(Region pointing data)
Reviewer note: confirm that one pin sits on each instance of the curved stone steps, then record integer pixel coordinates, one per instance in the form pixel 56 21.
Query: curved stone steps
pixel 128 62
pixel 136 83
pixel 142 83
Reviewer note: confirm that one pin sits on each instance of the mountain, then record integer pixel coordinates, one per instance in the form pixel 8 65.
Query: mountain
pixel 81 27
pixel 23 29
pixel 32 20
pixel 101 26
--
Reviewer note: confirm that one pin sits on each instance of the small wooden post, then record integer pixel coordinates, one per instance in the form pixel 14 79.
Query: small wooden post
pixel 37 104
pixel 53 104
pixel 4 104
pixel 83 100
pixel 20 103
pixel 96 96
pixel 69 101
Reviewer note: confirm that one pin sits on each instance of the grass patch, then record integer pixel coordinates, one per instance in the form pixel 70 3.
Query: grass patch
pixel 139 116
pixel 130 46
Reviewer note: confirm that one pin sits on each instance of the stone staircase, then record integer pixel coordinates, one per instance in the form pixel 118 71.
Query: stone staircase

> Work item: Show a copy of each line from the data that includes the word "Reviewer".

> Exercise response:
Reviewer note: confirm that one pin sits on each instance of the curved stone steps, then record integer pixel coordinates, one per instance in the form pixel 56 21.
Reviewer note: confirm that one pin sits on each instance of the mountain, then record integer pixel coordinates, one per instance in the form pixel 8 65.
Reviewer note: confirm that one pin sits on each instance of the small wooden post, then record integer pixel coordinates, one per instance in the form pixel 14 79.
Reviewer note: confirm that one pin sits on each instance of the grass patch, then record integer pixel coordinates, one per instance in the form pixel 70 3.
Reviewer note: confirm that one pin sits on each instance of the stone staircase, then record integer pixel coordinates, one per instance in the form pixel 118 71.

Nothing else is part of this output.